▶ Instrução
Reproduza, do trecho sobre os capítulos da obra de Hartman, tudo o que vai desde "No quarto capítulo" até "como também afro-americanas.", sem alterar nada.

▶ Trecho selecionado
No terceiro capítulo, Hartman oferece uma análise crítica sobre o encobrimento da história clássica sobre os aspectos nada românticos do passado. A autora explora a tragédia da escravidão, que deixou marcas violentas nas famílias, histórias de estupros, resultando em informações limitadas, escassas e fragmentadas por se tratar de temas tabus. Hartman desafia a narrativa tradicional, expondo as lacunas deixadas pela história oficial, destacando as consequências da escravidão nas relações familiares e na construção da identidade dos descendentes.

No quarto capítulo Hartman aborda a vida dos retornados e a busca por um senso de identidade e pertencimento entre os descendentes de escravizados. Explorando os aspectos emocionais e históricos envolvidos nesse processo, destaca as contradições e complexidades da experiência dos descendentes de escravizados. A autora também enfatiza a importância do passado e das origens na formação da identidade enquanto questiona narrativas tradicionais e propõe uma visão mais abrangente das experiências africanas como também afro-americanas.

No quinto capítulo, Hartman reflete sobre a experiência daqueles que retornaram para o continente africano em busca da África imaginada. A autora explora as complexidades e as nuances da experiência afro-americana no continente e o estranhamento daqueles que permaneceram no continente: “suas construções alimentavam a “suspeita de que o tráfico de escravos podia não ter sido tão ruim, tendo em vista a riqueza que os afro-americanos possuíam.” Era a confirmação da “impossibilidade de retornar” (p.129)

No sexto capítulo, Hartman descreve sua jornada pelos calabouços do Castelo de Cape Coast, em busca daqueles ancestrais capturados, afinal, “eles encarnam tudo que foi invisível, periférico ou prescindível para a História com H maiúsculo” (p. 147). A autora empreende uma análise crítica sobre o que restou: “sangue, merda e sujeira”. Oferece uma reflexão sobre as permanências ou continuidades da violência colonial, afirmando que o racismo “alimenta o sentimento de não pertencimento” e lembrando que “ainda estamos buscando uma saída da prisão” (p.169).

▶ Dados fornecidos

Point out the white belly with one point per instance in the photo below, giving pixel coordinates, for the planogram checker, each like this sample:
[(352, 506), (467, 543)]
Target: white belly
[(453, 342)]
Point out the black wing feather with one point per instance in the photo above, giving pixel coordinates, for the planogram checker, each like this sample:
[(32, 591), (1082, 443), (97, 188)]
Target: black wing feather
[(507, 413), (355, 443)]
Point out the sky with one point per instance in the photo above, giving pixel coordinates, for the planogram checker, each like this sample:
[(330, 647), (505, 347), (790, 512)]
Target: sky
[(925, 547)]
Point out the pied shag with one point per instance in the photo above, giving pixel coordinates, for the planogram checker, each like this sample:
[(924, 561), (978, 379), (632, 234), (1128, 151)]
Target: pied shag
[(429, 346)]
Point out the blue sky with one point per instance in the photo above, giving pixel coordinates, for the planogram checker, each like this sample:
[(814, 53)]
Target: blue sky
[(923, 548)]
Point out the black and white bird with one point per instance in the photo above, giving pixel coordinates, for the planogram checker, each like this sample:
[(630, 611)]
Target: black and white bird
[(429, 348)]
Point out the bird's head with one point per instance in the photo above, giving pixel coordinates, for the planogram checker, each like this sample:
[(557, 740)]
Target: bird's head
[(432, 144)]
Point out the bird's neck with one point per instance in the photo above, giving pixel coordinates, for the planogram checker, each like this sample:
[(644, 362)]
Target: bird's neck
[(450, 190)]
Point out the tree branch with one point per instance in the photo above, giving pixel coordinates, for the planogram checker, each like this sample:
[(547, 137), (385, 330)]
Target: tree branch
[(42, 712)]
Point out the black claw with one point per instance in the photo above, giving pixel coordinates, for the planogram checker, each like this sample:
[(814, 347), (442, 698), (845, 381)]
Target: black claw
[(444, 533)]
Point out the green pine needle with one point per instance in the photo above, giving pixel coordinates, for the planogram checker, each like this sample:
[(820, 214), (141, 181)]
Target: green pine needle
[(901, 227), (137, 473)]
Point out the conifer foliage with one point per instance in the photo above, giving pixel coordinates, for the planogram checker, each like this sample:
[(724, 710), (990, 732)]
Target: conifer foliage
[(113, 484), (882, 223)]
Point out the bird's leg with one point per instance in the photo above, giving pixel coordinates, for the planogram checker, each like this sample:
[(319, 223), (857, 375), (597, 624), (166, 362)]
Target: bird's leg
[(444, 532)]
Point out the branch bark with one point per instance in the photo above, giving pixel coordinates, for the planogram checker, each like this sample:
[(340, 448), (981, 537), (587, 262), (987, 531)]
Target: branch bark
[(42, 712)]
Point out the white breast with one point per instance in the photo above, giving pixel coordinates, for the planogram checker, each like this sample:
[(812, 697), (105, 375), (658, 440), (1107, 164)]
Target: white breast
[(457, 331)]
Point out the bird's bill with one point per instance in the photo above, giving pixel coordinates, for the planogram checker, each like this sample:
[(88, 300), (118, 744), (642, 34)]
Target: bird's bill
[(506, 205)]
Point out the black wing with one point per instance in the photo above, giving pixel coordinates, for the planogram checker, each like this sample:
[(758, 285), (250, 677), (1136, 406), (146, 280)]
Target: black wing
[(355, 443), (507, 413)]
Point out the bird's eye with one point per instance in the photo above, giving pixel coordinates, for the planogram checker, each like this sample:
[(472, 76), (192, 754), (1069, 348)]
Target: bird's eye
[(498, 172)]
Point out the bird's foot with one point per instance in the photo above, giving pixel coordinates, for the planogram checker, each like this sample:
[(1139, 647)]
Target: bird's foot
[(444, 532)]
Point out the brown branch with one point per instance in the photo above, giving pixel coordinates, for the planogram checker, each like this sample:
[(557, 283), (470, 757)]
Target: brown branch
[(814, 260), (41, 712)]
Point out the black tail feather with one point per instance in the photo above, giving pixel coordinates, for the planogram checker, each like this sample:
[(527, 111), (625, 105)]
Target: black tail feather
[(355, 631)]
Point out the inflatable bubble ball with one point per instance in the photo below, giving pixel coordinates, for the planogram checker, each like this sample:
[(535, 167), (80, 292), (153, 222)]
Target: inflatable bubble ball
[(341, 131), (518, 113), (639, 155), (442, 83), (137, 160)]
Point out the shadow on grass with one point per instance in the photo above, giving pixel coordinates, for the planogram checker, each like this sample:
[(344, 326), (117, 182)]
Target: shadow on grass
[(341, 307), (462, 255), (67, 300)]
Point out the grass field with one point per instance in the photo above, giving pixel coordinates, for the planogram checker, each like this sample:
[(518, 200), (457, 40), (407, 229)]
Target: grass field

▶ Tarefa concluída
No quarto capítulo Hartman aborda a vida dos retornados e a busca por um senso de identidade e pertencimento entre os descendentes de escravizados. Explorando os aspectos emocionais e históricos envolvidos nesse processo, destaca as contradições e complexidades da experiência dos descendentes de escravizados. A autora também enfatiza a importância do passado e das origens na formação da identidade enquanto questiona narrativas tradicionais e propõe uma visão mais abrangente das experiências africanas como também afro-americanas.